Фрагмент документа
***
Вопрос, который стоит перед русской эмиграцией, резюмировал Миллер, когда в СССР можно ожидать перемены режима и создания других условий жизни. В 1932–1933 годах, продолжал он, все больше укреплялась уверенность, что положение в СССР для населения ухудшается, и неудовольствие его растет: неудовлетворение потребностей городского и сельского населения, насаждение колхозов и раскулачивание наиболее работающих и крепких крестьян, непорядки во всех областях народного хозяйства, начиная с железных дорог и кончая школами и образованием. В дальнейшем это могло привести к народному взрыву.
Но с конца 1936 года, заметил председатель РОВСа, произошел сдвиг во взглядах эмиграции, и это объяснялось двумя совершенно неожиданными фактами. Во-первых, произошло дарование Конституции, если, конечно, выяснится, добавлял Миллер, что эта Конституция — не фикция, а действительно обеспечивает народным массам, т.е. каждому гражданину СССР, право и возможность выявить через своего представителя свой голос и свои пожелания и дает защиту от всякого произвола со стороны властей. Во-вторых, это окончательное и решительное удаление ненавистных имен Троцкого, Зиновьева, Радека и многих других, что указывает на желание власти привлечь к руководству работой во всех областях новые силы, честные и рожденные не в угаре революции, а в период строительства на благо народа.
***
Условие задания 1
Воспроизведите без изменений строки записей от строки, содержащей «Reviewer note: verify that each instance of the white», до конца записей включительно.

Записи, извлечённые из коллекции
***
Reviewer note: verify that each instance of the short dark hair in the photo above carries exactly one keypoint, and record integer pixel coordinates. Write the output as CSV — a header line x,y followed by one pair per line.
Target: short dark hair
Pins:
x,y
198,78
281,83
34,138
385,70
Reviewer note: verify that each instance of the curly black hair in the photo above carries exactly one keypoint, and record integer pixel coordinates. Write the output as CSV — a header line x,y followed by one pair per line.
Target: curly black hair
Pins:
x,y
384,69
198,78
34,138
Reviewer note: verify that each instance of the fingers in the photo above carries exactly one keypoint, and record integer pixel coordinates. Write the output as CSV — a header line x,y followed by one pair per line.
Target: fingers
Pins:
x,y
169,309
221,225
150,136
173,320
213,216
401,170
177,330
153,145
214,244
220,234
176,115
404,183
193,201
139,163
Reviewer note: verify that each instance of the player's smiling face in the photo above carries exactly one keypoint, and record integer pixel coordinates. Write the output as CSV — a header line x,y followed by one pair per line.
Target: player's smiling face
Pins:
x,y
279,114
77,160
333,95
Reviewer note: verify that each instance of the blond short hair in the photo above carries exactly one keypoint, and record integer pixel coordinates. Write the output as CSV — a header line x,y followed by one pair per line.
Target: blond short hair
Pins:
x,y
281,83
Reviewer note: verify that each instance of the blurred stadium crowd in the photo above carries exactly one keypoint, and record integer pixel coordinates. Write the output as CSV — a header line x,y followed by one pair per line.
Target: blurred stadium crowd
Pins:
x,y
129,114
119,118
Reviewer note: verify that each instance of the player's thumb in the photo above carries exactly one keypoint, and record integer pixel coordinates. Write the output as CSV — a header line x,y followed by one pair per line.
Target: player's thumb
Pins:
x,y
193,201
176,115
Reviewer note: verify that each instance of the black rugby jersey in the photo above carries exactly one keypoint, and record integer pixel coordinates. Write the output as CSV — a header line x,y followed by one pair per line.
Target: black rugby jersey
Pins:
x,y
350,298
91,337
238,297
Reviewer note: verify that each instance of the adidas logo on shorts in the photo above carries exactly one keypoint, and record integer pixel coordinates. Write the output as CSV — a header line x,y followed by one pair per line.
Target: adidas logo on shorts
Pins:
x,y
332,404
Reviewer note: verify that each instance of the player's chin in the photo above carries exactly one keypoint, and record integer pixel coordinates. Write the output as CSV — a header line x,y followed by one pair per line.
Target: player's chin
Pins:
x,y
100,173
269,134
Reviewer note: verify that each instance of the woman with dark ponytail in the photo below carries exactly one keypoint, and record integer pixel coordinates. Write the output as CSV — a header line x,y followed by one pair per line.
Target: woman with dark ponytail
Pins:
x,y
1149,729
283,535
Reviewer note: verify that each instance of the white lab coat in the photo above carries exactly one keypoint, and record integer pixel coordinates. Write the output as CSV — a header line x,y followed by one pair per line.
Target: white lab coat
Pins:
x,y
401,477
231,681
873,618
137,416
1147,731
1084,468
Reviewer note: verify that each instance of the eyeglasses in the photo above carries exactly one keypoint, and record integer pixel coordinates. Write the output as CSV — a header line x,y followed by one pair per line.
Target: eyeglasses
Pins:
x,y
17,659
***
Условие задания 2
Ответьте на вопросы по фрагменту документа:
(a) В какие годы, по словам Миллера, укреплялась уверенность, что положение населения в СССР ухудшается?
(b) С какого времени, как заметил председатель РОВСа, произошёл сдвиг во взглядах эмиграции?
(c) Чьи имена названы окончательно удалёнными?

Полное решение 1
Reviewer note: verify that each instance of the white lab coat in the photo above carries exactly one keypoint, and record integer pixel coordinates. Write the output as CSV — a header line x,y followed by one pair per line.
Target: white lab coat
Pins:
x,y
401,477
231,681
873,618
137,416
1147,731
1084,468
Reviewer note: verify that each instance of the eyeglasses in the photo above carries exactly one keypoint, and record integer pixel coordinates. Write the output as CSV — a header line x,y followed by one pair per line.
Target: eyeglasses
Pins:
x,y
17,659

Полное решение 2
(a) В 1932–1933 годах.
(b) С конца 1936 года.
(c) Троцкого, Зиновьева, Радека и многих других.